» Prompt A:
Could you retype the passage on climate trends word for word, in full?

» Document:

• • • • • • •

To look a little differently at it ... if someone shows you a trend over 3 years, about 90% of what they're showing you is weather (real trends of up to 1.5 C/century, 3 year trends of up to 15 C/century -- 90% of that 15 C/century is weather). For a 7 year trend, it's about 70% weather. Weather is interesting, but if you're interested in climate, and they're claiming to be talking about climate, then they're misleading you by those 70-90% of weather they've thrown in by using such short spans.


On to which data to use for computing trends (or, for that matter, averages, but I'm focusing on trends today). Figure 4 shows trends in degrees per century as computed with data forward from the date given, backwards from the date given, and centered on the date shown. It also shows, and this is why I went to degrees per decade -- the magnitudes come out comparable, the NCDC monthly anomalies. I computed the trends using 25 years of data (300 months).



We immediately see that, indeed, the forward and backward trends are quite different, as expected in the planning note 'deciding climate trends'. The curves themselves are actually the same -- but shifted by 25 years (the period used to compute the trend -- when I use 31 years, it's shifted by 31 years, and so on). The centered trends show, again, the same behavior, but now 12.5 years (half my data period) off from the forward, or backward trends. So, look at the data for anomalies versus the different trends as computed. If we look at, say, 1945 (month 780) -- a generally warm year, we see a modestly negative trend from the centered trends, an extremely negative trend if we look forward, and extremely positive if we look backward. What's happening? And which makes most sense for thinking about the 1945 climate trend?

• • • • • • •

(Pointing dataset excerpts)
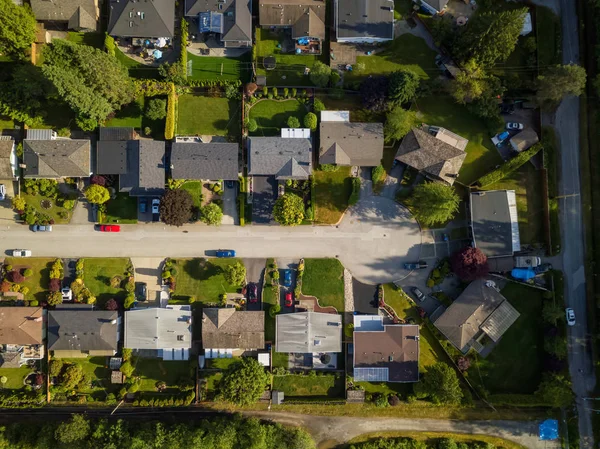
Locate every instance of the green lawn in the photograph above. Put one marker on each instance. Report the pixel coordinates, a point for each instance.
(332, 190)
(406, 52)
(324, 278)
(328, 385)
(220, 68)
(289, 70)
(482, 157)
(122, 209)
(200, 115)
(202, 279)
(38, 282)
(515, 365)
(272, 115)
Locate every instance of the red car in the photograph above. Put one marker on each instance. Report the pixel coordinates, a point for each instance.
(110, 228)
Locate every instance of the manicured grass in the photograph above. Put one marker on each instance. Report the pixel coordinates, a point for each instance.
(122, 209)
(332, 190)
(406, 52)
(272, 115)
(527, 184)
(328, 385)
(482, 157)
(202, 279)
(38, 282)
(324, 278)
(220, 68)
(515, 365)
(200, 115)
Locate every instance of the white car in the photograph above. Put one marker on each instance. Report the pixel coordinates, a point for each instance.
(570, 316)
(21, 253)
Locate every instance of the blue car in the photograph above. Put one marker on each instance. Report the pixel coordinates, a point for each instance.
(225, 253)
(287, 278)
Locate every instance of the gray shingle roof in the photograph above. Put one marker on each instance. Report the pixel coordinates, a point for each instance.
(205, 161)
(347, 143)
(431, 155)
(280, 157)
(56, 158)
(158, 21)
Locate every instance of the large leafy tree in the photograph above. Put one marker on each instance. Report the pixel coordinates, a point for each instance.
(289, 210)
(244, 382)
(176, 207)
(91, 81)
(434, 203)
(17, 27)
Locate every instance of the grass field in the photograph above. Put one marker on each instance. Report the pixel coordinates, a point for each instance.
(272, 115)
(332, 190)
(200, 115)
(324, 278)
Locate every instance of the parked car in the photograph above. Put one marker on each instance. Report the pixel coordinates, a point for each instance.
(570, 316)
(225, 253)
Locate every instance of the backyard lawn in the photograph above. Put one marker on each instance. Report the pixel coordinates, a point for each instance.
(482, 157)
(200, 115)
(272, 115)
(332, 190)
(202, 279)
(324, 278)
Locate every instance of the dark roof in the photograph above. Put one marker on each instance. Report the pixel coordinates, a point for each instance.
(158, 18)
(495, 223)
(431, 155)
(347, 143)
(205, 161)
(365, 19)
(82, 330)
(280, 157)
(56, 158)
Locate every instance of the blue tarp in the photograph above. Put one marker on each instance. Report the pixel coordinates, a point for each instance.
(549, 430)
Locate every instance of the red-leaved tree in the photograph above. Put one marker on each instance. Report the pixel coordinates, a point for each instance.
(469, 264)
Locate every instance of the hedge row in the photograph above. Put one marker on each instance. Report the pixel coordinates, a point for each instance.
(509, 166)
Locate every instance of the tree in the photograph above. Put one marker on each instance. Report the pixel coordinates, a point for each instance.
(235, 274)
(469, 264)
(176, 207)
(403, 86)
(558, 82)
(434, 203)
(244, 382)
(319, 74)
(96, 194)
(440, 384)
(211, 214)
(398, 123)
(289, 210)
(17, 27)
(157, 109)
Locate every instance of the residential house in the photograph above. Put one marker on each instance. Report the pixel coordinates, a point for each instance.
(436, 152)
(21, 335)
(349, 144)
(494, 222)
(46, 156)
(78, 15)
(480, 312)
(228, 332)
(364, 21)
(142, 19)
(205, 161)
(283, 158)
(78, 331)
(304, 18)
(140, 164)
(231, 20)
(385, 352)
(162, 333)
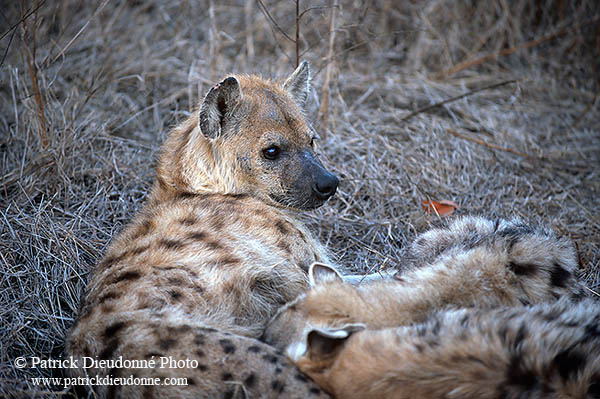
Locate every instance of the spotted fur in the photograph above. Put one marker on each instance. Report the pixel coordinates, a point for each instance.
(477, 263)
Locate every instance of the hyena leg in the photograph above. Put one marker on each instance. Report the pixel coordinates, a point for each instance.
(548, 351)
(210, 363)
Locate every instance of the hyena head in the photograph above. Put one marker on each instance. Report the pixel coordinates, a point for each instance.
(251, 137)
(323, 315)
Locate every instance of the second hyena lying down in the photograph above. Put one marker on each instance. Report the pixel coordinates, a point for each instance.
(477, 263)
(217, 249)
(474, 262)
(546, 351)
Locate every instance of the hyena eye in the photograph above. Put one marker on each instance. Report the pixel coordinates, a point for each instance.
(271, 153)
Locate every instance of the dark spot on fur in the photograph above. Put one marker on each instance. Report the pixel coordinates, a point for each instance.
(114, 329)
(107, 296)
(111, 346)
(278, 386)
(143, 229)
(594, 388)
(127, 276)
(524, 301)
(197, 236)
(250, 380)
(161, 182)
(139, 250)
(228, 260)
(436, 327)
(155, 354)
(185, 195)
(175, 295)
(569, 362)
(112, 260)
(514, 233)
(521, 333)
(171, 244)
(218, 223)
(270, 358)
(284, 246)
(522, 269)
(464, 321)
(254, 349)
(227, 345)
(188, 221)
(282, 227)
(226, 376)
(559, 276)
(178, 281)
(517, 375)
(214, 245)
(166, 343)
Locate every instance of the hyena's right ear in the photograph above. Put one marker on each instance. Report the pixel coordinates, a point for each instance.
(217, 106)
(320, 273)
(326, 343)
(298, 84)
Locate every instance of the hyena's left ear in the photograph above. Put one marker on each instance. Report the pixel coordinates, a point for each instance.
(217, 106)
(298, 84)
(320, 273)
(326, 343)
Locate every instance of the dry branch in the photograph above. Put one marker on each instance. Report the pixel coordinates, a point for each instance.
(324, 109)
(489, 57)
(489, 145)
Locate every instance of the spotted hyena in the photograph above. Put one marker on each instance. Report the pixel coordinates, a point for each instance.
(474, 263)
(216, 250)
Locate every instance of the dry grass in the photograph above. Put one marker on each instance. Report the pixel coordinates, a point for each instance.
(106, 80)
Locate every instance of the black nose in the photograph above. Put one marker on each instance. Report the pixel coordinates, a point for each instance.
(325, 185)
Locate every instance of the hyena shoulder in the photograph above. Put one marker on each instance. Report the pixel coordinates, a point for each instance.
(216, 250)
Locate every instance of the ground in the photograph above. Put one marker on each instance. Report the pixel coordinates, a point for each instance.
(88, 91)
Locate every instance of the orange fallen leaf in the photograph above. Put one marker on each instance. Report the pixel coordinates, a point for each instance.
(442, 208)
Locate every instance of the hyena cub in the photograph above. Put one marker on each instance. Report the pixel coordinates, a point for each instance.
(215, 252)
(545, 351)
(477, 263)
(473, 262)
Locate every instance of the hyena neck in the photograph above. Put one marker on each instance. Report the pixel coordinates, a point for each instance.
(191, 164)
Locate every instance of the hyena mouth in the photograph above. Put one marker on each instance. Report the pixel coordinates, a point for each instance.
(304, 204)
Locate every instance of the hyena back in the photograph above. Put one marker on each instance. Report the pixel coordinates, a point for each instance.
(215, 251)
(476, 262)
(475, 322)
(545, 351)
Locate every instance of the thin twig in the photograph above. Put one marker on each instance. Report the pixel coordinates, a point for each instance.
(297, 33)
(33, 74)
(492, 56)
(324, 109)
(585, 111)
(270, 18)
(489, 145)
(23, 18)
(451, 99)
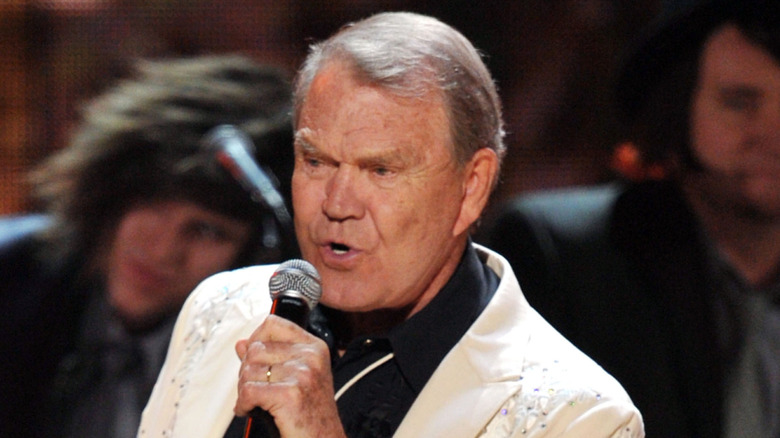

• • • • • • •

» Prompt B:
Can you echo the listing verbatim, starting at the line that contains "Locate every instance of the thin" and stopping after the listing's last line, with both ends included and the pictures left out?

» Answer A:
To look a little differently at it ... if someone shows you a trend over 3 years, about 90% of what they're showing you is weather (real trends of up to 1.5 C/century, 3 year trends of up to 15 C/century -- 90% of that 15 C/century is weather). For a 7 year trend, it's about 70% weather. Weather is interesting, but if you're interested in climate, and they're claiming to be talking about climate, then they're misleading you by those 70-90% of weather they've thrown in by using such short spans.


On to which data to use for computing trends (or, for that matter, averages, but I'm focusing on trends today). Figure 4 shows trends in degrees per century as computed with data forward from the date given, backwards from the date given, and centered on the date shown. It also shows, and this is why I went to degrees per decade -- the magnitudes come out comparable, the NCDC monthly anomalies. I computed the trends using 25 years of data (300 months).



We immediately see that, indeed, the forward and backward trends are quite different, as expected in the planning note 'deciding climate trends'. The curves themselves are actually the same -- but shifted by 25 years (the period used to compute the trend -- when I use 31 years, it's shifted by 31 years, and so on). The centered trends show, again, the same behavior, but now 12.5 years (half my data period) off from the forward, or backward trends. So, look at the data for anomalies versus the different trends as computed. If we look at, say, 1945 (month 780) -- a generally warm year, we see a modestly negative trend from the centered trends, an extremely negative trend if we look forward, and extremely positive if we look backward. What's happening? And which makes most sense for thinking about the 1945 climate trend?

» Answer B:
Locate every instance of the thin twig in the photograph above. Put one marker on each instance. Report the pixel coordinates, a point for each instance.
(297, 33)
(33, 74)
(492, 56)
(324, 109)
(585, 111)
(270, 18)
(489, 145)
(23, 18)
(451, 99)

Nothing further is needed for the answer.